SELECTED PASSAGE |
# # # # #

Friday, May 23, 2014
Imagine
Why does death horrify us? I just drove by a dead deer on the side of the road. It was hit by a car, but the car must have just clipped it, because the body was intact, just a bit twisted. Its head was upturned, black eyes staring up at sunny blue skies, its body limp with indifference. The sight of the creature stirred something inside me that was strong and visceral; a mix of terror, revulsion, pity, sadness. The weightless, falling feeling of a rollercoaster hit me in the heart and rolled down through the veins in my arms, falling out from my fingers. The look on its face - like it might be sleeping - was marred by the cold stoicism of death, that irreversable rigid lissomeness hanging around it like spider's silk. The juxtaposition of an idyllic day and a dead deer had a hideous nightmarish quality to it.
Why, I asked myself. Not why did it die - that much I could tell. But why did the scene startle me as it did? Had I not seen dead animals before? Birds, cats, opossums, racoons, other deer. I think we all shrink from death, to varying degrees, but when death inhabits that which doesn't appear dead, it puts emphasis on the thin, frail pedestal life stands on. It is what we see in the mirror at our most desolate, lonely and forsaken; in our most fragile moments. There is a biological component, also. To see a dead thing signifies that which killed it may, at present, remain. It smells of lurking danger. It forces examination; the realization that you are at this moment alive, but soon, may not be. There is a cold communion we share with dead eyes, an accursed, unassailable understanding.
If eyes truly are a window to the soul, passageways connecting one set to another, then to behold it in another is to feel it in yourself.
A witty friend employed his brevity to bestow an answer - death horrifies us because we can imagine. Yeah, that seems true. Because we can imagine what, though?
A painful death, or a life without pain?

# # # # #

Image point grounding data
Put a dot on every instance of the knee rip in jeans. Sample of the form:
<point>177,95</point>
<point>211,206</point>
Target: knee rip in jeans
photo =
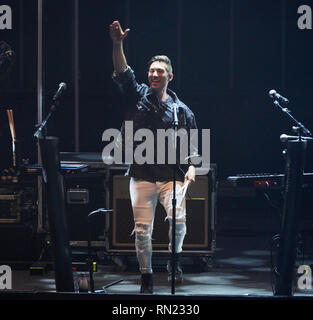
<point>142,229</point>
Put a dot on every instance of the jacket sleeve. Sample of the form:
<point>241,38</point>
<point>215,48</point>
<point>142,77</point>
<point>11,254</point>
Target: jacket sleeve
<point>126,81</point>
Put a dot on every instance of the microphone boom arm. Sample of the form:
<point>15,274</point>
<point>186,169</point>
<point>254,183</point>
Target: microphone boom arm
<point>301,129</point>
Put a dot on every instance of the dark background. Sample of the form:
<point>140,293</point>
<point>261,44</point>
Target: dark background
<point>226,54</point>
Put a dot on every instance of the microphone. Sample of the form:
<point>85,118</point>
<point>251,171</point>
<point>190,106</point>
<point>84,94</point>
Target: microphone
<point>62,87</point>
<point>273,94</point>
<point>175,111</point>
<point>285,137</point>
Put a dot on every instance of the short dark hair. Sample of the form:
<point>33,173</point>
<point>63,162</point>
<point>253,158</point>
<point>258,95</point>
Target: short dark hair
<point>162,58</point>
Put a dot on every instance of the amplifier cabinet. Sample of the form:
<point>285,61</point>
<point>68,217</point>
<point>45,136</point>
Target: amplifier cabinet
<point>84,193</point>
<point>200,210</point>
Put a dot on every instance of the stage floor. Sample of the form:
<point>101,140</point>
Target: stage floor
<point>241,267</point>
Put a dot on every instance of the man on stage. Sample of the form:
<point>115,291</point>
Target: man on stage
<point>152,107</point>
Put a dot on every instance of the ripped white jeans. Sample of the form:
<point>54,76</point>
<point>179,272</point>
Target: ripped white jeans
<point>144,197</point>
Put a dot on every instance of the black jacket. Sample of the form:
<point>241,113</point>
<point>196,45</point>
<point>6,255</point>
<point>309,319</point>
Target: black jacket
<point>147,112</point>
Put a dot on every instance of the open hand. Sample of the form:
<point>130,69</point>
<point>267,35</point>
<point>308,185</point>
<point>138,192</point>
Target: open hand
<point>116,31</point>
<point>190,176</point>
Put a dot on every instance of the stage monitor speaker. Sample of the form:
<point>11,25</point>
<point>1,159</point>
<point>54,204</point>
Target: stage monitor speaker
<point>200,212</point>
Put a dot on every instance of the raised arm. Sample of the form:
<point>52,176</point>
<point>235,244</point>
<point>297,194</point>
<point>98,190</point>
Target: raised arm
<point>118,35</point>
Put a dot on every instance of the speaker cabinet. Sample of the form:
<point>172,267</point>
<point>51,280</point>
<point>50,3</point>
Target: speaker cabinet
<point>199,210</point>
<point>84,193</point>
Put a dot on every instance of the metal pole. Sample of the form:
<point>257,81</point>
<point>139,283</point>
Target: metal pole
<point>40,224</point>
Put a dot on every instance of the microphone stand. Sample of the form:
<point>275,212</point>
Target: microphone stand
<point>44,122</point>
<point>174,201</point>
<point>296,146</point>
<point>300,129</point>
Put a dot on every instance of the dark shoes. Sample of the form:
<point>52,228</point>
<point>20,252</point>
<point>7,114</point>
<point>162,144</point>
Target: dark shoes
<point>146,283</point>
<point>178,272</point>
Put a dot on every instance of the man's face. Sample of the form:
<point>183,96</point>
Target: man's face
<point>158,76</point>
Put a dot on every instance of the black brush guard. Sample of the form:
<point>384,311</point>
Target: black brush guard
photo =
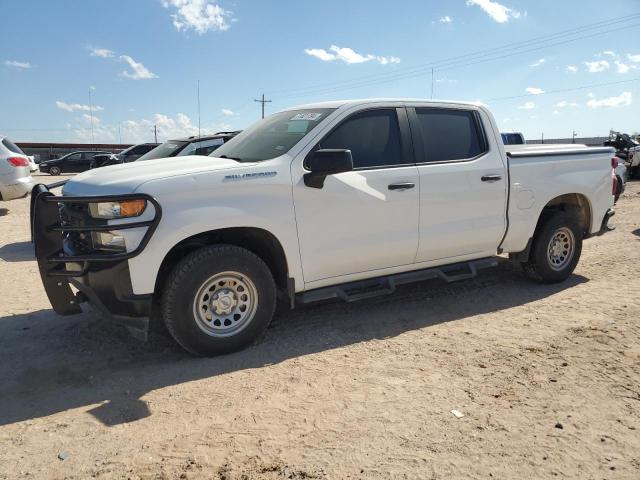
<point>47,235</point>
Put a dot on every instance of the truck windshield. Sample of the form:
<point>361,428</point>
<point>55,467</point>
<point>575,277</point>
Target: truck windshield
<point>272,136</point>
<point>167,149</point>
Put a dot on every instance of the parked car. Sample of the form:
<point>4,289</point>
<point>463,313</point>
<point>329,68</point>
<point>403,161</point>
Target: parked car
<point>202,145</point>
<point>627,149</point>
<point>514,138</point>
<point>15,175</point>
<point>620,172</point>
<point>74,162</point>
<point>336,200</point>
<point>131,154</point>
<point>33,166</point>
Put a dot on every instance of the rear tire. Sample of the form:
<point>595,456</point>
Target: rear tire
<point>218,300</point>
<point>619,189</point>
<point>556,249</point>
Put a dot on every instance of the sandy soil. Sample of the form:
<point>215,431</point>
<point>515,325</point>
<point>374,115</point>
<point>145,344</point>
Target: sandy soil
<point>547,378</point>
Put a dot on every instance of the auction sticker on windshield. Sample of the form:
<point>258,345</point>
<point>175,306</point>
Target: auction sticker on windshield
<point>312,117</point>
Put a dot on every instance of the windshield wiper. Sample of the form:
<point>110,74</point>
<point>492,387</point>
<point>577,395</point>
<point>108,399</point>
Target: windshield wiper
<point>231,158</point>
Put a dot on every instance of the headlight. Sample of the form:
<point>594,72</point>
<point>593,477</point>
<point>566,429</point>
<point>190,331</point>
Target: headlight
<point>111,241</point>
<point>123,209</point>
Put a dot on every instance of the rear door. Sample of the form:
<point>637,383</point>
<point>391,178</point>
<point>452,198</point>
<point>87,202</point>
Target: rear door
<point>463,183</point>
<point>365,220</point>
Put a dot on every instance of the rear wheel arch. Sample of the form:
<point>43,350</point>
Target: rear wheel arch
<point>575,204</point>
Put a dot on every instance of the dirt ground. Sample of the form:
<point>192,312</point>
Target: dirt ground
<point>547,378</point>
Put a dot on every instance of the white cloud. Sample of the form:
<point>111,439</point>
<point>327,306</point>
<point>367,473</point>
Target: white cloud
<point>141,130</point>
<point>347,55</point>
<point>199,15</point>
<point>18,65</point>
<point>597,66</point>
<point>565,104</point>
<point>495,10</point>
<point>87,119</point>
<point>138,71</point>
<point>74,107</point>
<point>101,52</point>
<point>622,67</point>
<point>622,100</point>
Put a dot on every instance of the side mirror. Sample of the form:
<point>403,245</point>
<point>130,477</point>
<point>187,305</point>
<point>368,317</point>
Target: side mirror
<point>326,162</point>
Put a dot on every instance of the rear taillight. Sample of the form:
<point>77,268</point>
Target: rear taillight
<point>18,161</point>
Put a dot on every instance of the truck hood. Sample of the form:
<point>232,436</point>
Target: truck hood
<point>127,177</point>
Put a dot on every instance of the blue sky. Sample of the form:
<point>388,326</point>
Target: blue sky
<point>142,60</point>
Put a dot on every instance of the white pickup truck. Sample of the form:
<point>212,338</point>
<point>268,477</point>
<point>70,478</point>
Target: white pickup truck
<point>332,200</point>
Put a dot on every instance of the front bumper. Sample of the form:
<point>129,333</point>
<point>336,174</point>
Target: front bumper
<point>102,279</point>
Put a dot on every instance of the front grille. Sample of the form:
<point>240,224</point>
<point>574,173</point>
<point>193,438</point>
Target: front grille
<point>77,214</point>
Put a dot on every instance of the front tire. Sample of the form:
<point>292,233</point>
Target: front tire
<point>556,249</point>
<point>218,300</point>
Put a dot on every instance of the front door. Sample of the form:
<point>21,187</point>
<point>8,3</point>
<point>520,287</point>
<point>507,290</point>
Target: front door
<point>365,220</point>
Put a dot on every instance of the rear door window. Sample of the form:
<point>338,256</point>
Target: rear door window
<point>450,134</point>
<point>12,147</point>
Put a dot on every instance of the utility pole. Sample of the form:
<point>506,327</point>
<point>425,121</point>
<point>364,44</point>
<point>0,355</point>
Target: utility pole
<point>93,140</point>
<point>431,83</point>
<point>263,101</point>
<point>198,109</point>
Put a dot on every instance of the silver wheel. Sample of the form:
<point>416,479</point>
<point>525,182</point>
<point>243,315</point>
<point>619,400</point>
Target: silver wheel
<point>561,249</point>
<point>225,304</point>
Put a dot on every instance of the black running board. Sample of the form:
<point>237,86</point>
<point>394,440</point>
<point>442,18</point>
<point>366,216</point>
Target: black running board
<point>351,292</point>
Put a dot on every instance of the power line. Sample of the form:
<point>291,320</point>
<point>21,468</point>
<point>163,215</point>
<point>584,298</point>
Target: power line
<point>467,59</point>
<point>263,101</point>
<point>563,90</point>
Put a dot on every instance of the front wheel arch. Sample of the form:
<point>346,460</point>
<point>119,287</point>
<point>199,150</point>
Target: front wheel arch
<point>259,241</point>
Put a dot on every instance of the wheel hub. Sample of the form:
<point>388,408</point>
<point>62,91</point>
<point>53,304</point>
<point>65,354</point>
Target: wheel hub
<point>225,304</point>
<point>561,249</point>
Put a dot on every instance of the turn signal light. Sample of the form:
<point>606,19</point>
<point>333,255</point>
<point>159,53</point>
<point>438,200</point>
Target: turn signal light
<point>122,209</point>
<point>18,161</point>
<point>132,208</point>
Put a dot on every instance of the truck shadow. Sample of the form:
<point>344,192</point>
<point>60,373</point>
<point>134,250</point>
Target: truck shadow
<point>50,364</point>
<point>17,252</point>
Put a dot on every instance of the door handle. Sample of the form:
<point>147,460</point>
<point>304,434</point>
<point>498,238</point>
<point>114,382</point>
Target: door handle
<point>401,186</point>
<point>491,178</point>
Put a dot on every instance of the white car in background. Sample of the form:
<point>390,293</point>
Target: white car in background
<point>33,166</point>
<point>15,171</point>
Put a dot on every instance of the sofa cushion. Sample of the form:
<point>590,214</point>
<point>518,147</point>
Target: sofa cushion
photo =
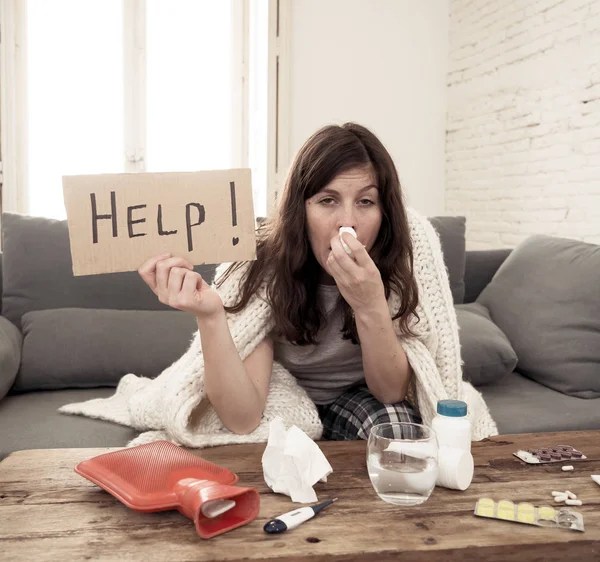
<point>38,275</point>
<point>83,348</point>
<point>521,405</point>
<point>546,299</point>
<point>10,354</point>
<point>451,231</point>
<point>32,421</point>
<point>486,352</point>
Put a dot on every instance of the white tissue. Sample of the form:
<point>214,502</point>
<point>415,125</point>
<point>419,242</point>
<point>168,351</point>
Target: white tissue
<point>349,230</point>
<point>293,463</point>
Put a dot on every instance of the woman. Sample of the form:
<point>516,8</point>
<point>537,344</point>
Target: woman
<point>343,321</point>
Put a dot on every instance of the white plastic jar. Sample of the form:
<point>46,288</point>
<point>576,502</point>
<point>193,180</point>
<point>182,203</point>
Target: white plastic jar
<point>453,432</point>
<point>451,425</point>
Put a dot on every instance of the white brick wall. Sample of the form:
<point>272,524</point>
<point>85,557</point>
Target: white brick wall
<point>523,129</point>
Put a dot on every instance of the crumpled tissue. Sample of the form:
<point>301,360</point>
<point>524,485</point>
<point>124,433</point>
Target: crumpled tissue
<point>293,463</point>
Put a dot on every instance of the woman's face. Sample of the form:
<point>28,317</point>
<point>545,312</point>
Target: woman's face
<point>350,199</point>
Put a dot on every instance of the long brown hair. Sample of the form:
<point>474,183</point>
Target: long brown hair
<point>284,258</point>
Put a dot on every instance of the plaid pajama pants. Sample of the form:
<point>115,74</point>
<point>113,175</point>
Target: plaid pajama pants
<point>353,414</point>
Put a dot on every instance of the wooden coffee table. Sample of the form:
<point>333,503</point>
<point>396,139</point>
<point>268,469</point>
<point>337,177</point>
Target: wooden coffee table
<point>48,512</point>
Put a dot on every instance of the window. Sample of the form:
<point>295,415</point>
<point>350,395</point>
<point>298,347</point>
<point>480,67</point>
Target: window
<point>114,86</point>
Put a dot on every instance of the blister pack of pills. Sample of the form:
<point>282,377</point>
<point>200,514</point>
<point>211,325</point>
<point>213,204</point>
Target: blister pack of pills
<point>558,453</point>
<point>527,513</point>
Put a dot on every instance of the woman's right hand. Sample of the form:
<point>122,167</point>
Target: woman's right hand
<point>176,284</point>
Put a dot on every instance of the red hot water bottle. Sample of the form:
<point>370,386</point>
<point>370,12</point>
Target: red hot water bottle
<point>161,476</point>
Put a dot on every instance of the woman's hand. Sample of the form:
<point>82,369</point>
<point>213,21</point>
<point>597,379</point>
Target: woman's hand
<point>176,284</point>
<point>358,279</point>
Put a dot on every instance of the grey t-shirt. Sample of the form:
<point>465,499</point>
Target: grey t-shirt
<point>327,369</point>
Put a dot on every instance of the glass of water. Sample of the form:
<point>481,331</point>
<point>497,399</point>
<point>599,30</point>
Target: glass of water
<point>402,462</point>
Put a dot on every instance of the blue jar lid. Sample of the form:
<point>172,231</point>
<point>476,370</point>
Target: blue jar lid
<point>452,408</point>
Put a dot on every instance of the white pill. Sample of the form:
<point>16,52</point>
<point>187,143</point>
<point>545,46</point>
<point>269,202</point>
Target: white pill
<point>349,230</point>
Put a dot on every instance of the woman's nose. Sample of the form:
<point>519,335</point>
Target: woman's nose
<point>346,217</point>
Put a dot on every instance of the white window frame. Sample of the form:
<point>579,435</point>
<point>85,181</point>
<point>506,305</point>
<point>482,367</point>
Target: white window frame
<point>13,89</point>
<point>279,97</point>
<point>13,105</point>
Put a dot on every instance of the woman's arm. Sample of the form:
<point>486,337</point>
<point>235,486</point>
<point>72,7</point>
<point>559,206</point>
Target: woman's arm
<point>237,390</point>
<point>386,367</point>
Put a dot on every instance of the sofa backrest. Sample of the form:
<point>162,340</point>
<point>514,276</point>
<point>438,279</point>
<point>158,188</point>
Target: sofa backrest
<point>37,270</point>
<point>37,273</point>
<point>481,266</point>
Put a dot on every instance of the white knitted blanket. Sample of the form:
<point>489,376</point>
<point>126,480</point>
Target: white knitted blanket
<point>174,405</point>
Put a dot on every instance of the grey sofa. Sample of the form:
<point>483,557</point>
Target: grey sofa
<point>66,339</point>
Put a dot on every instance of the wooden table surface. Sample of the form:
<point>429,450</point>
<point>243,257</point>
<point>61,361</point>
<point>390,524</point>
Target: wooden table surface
<point>48,512</point>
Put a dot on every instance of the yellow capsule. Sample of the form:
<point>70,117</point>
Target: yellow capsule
<point>506,510</point>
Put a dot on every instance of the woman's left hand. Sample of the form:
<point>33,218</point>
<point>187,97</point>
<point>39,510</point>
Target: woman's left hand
<point>356,275</point>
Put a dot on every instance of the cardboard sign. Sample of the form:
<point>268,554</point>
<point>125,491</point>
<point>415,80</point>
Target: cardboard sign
<point>118,221</point>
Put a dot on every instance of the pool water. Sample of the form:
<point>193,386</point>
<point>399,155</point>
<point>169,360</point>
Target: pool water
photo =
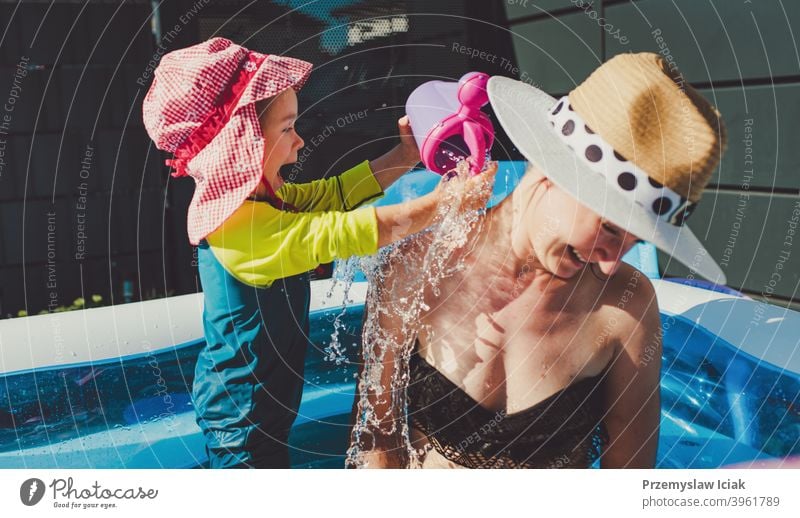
<point>719,406</point>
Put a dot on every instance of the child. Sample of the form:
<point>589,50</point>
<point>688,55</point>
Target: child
<point>227,114</point>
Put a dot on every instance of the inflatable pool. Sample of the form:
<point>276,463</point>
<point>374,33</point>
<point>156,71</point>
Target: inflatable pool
<point>109,387</point>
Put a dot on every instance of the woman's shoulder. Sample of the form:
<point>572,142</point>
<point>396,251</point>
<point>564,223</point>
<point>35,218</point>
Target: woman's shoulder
<point>631,295</point>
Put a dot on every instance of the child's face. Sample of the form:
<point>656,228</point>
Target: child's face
<point>281,142</point>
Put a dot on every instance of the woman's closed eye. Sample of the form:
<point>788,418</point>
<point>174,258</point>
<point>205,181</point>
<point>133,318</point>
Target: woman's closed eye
<point>617,232</point>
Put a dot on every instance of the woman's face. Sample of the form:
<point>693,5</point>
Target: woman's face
<point>281,142</point>
<point>566,236</point>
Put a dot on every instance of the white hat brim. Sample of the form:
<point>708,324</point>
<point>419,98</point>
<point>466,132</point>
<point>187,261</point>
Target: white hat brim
<point>522,111</point>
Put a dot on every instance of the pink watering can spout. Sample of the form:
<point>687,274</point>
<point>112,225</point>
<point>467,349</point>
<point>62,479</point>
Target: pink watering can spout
<point>448,123</point>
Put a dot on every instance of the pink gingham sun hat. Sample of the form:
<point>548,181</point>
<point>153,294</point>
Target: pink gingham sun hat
<point>201,107</point>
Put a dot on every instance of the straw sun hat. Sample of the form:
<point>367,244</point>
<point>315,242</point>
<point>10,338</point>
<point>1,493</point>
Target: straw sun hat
<point>633,142</point>
<point>201,107</point>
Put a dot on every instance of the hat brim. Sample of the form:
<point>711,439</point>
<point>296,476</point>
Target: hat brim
<point>522,111</point>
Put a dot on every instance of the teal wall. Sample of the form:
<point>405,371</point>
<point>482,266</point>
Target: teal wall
<point>743,56</point>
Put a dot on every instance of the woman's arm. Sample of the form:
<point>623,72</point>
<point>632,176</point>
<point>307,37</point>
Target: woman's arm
<point>632,386</point>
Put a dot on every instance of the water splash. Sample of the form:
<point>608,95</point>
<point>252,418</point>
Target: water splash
<point>381,417</point>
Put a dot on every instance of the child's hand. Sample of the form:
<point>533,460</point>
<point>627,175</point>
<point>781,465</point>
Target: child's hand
<point>408,145</point>
<point>470,192</point>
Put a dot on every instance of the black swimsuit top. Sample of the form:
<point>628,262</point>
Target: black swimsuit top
<point>563,431</point>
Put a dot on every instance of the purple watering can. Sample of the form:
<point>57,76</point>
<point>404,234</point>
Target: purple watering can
<point>448,123</point>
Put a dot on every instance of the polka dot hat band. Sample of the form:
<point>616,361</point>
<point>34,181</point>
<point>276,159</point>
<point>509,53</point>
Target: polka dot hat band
<point>621,173</point>
<point>633,142</point>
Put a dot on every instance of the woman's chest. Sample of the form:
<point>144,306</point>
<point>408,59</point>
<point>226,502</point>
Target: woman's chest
<point>512,355</point>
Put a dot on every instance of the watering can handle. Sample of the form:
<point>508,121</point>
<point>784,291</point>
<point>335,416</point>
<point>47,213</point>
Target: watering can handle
<point>476,143</point>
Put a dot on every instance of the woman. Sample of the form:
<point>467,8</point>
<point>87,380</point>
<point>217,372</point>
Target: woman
<point>544,349</point>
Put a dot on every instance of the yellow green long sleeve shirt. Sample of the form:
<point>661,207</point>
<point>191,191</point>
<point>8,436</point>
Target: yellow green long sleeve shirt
<point>258,243</point>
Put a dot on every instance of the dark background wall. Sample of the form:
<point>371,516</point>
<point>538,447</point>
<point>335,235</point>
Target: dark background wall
<point>86,72</point>
<point>80,171</point>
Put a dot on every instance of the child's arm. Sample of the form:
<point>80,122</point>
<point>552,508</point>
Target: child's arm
<point>361,184</point>
<point>258,243</point>
<point>347,191</point>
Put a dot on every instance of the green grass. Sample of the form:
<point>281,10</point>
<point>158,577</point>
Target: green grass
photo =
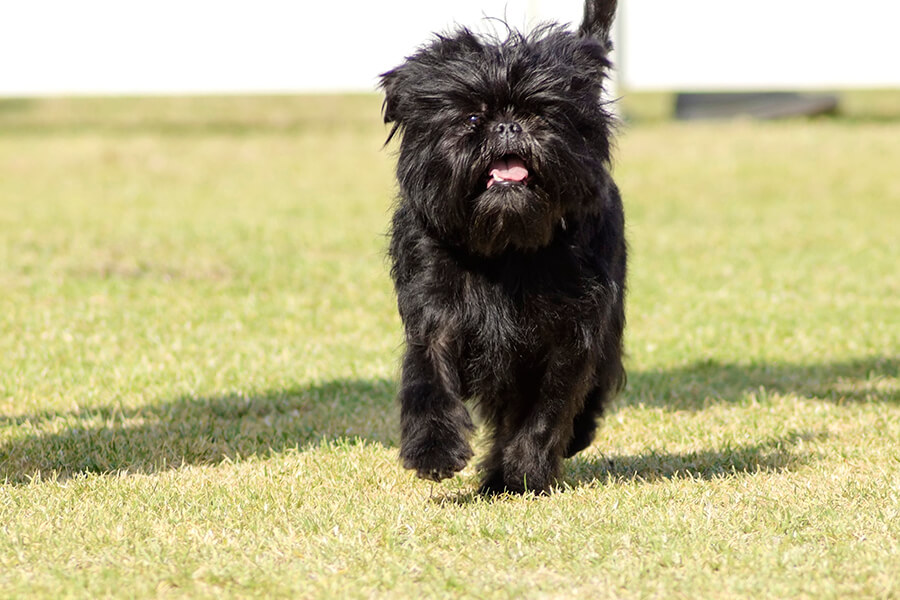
<point>199,347</point>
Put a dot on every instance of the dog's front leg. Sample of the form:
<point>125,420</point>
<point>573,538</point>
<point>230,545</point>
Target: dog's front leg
<point>435,424</point>
<point>529,456</point>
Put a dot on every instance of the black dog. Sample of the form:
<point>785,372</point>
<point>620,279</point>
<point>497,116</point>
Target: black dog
<point>508,248</point>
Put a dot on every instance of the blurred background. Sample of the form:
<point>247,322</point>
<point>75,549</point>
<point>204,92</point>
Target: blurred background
<point>98,47</point>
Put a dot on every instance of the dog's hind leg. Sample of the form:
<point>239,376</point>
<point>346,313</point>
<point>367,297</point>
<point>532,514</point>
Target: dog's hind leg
<point>529,446</point>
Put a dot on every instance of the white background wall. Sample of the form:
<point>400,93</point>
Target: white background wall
<point>209,46</point>
<point>762,44</point>
<point>167,46</point>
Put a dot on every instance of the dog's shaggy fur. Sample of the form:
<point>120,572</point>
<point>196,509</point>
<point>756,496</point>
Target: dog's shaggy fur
<point>508,248</point>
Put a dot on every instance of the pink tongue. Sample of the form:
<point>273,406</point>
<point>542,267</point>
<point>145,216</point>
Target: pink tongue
<point>507,169</point>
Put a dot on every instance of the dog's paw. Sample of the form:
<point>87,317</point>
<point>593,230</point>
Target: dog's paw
<point>436,457</point>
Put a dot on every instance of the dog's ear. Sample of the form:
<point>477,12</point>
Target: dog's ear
<point>598,18</point>
<point>394,84</point>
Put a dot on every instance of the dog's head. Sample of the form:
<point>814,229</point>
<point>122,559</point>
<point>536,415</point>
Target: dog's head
<point>503,139</point>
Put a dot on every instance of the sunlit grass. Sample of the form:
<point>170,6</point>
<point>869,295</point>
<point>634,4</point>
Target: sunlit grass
<point>199,345</point>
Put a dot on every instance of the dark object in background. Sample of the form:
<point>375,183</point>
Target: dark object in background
<point>507,248</point>
<point>758,105</point>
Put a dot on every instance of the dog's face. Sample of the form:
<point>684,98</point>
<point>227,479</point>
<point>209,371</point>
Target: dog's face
<point>502,140</point>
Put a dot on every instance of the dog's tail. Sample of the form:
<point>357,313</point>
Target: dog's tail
<point>598,18</point>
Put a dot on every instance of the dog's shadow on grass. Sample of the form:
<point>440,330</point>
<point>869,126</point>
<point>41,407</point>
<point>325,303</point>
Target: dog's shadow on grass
<point>773,455</point>
<point>208,430</point>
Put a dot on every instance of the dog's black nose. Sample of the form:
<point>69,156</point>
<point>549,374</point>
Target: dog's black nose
<point>507,129</point>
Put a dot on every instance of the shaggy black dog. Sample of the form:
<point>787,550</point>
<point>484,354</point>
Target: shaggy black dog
<point>508,248</point>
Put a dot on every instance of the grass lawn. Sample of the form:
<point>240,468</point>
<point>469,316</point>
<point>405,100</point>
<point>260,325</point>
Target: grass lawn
<point>199,349</point>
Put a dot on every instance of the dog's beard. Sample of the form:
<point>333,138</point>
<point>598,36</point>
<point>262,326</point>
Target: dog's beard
<point>512,211</point>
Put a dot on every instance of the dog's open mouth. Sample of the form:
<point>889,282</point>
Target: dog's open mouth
<point>507,170</point>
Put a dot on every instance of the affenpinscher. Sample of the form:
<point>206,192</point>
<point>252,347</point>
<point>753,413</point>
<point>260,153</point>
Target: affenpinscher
<point>508,248</point>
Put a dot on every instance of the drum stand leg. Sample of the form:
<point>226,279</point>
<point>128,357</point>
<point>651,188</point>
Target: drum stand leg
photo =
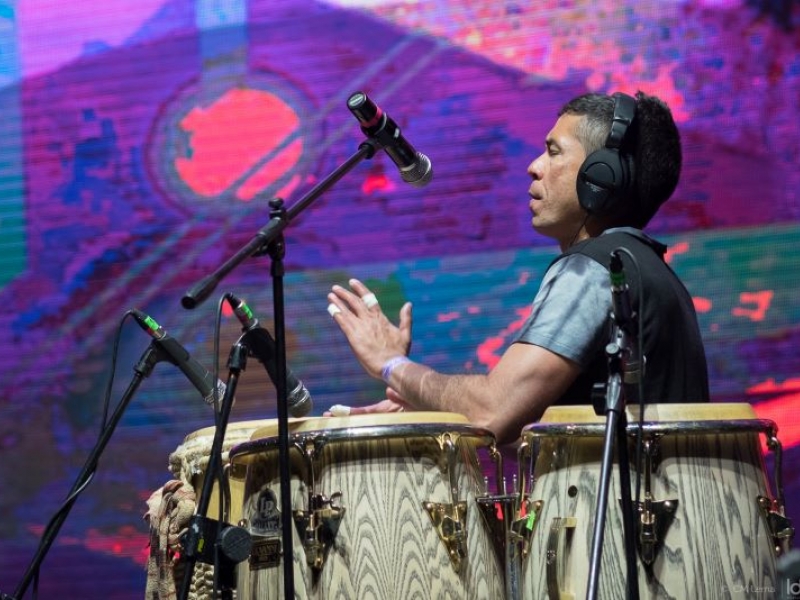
<point>616,426</point>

# # # # #

INSTRUCTIONS |
1. List the kinds of dead animals that the writer of the passage about the dead deer says they had seen before.
2. Summarize the passage about the dead deer in two sentences.
3. According to the passage about the dead deer, what answer did the writer's witty friend give for why death horrifies us?
The items have nothing to do with any of these tasks.

SOLUTIONS FOR EACH TASK |
1. Birds, cats, opossums, racoons, and other deer.

2. After driving past a dead deer on a sunny day, the writer felt a strong mix of terror, revulsion, pity, and sadness and asked why death horrifies us. The writer suggests that death in something that doesn't look dead shows how frail life is and signals possible danger, and a friend's answer that we can imagine leaves the writer asking whether we imagine a painful death or a life without pain.

3. Death horrifies us because we can imagine.